BEGIN INPUT FOR THIS TASK

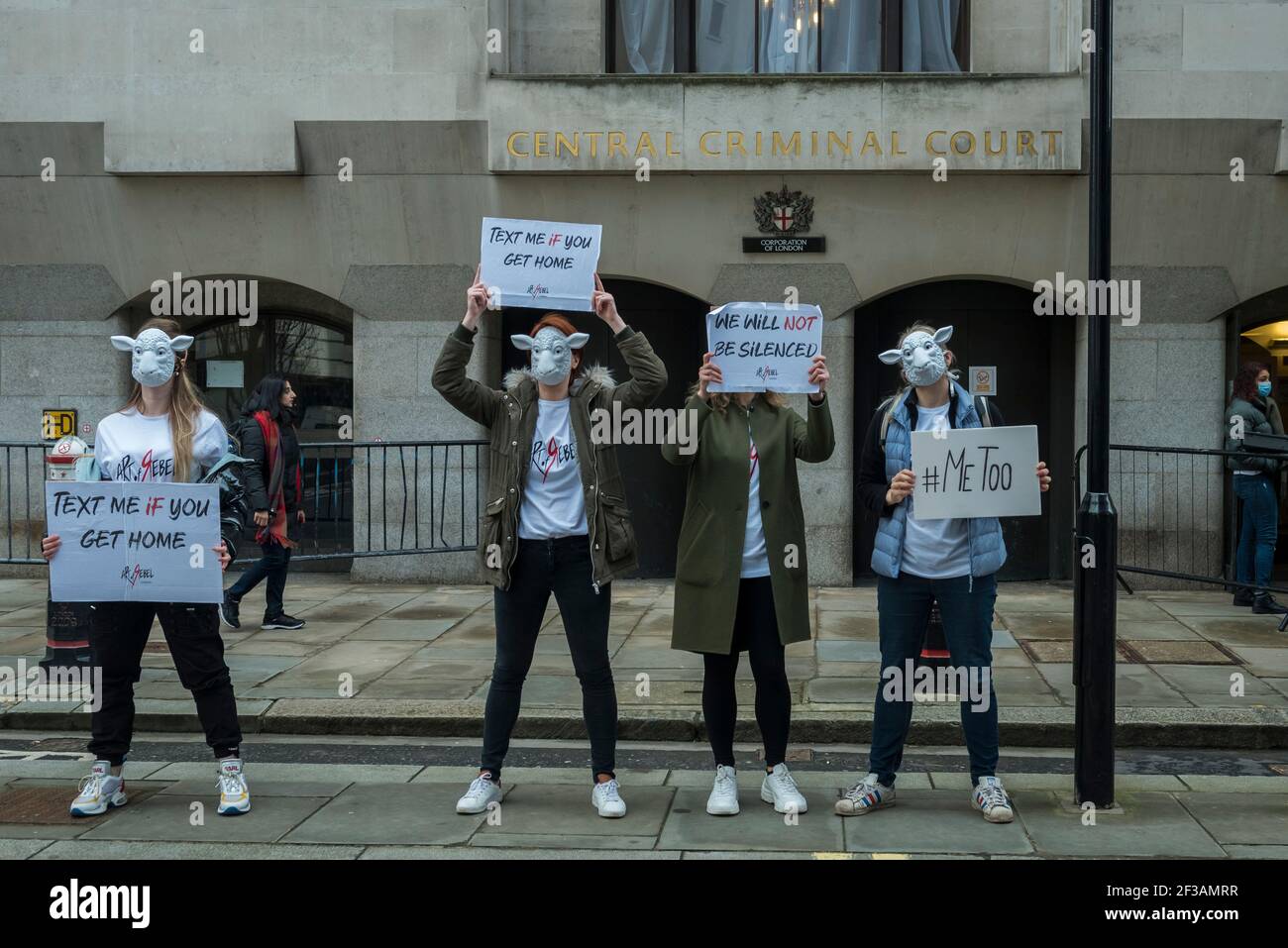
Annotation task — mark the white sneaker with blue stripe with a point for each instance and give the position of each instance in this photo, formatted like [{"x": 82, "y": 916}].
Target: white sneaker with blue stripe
[
  {"x": 99, "y": 791},
  {"x": 233, "y": 792},
  {"x": 864, "y": 796},
  {"x": 990, "y": 797}
]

END INPUT FOR THIS TASK

WHAT THIS TASK INVOLVES = Extract the text of every item above, line for line and without any alteration, omitting the pictures.

REPLY TO THE TASK =
Annotation task — mark the white sneaker with blue stripe with a point for each instance and give the position of each instance in this photo, formatted like [{"x": 82, "y": 916}].
Target: white sneaker with blue stripe
[
  {"x": 99, "y": 791},
  {"x": 233, "y": 792},
  {"x": 864, "y": 796},
  {"x": 990, "y": 797}
]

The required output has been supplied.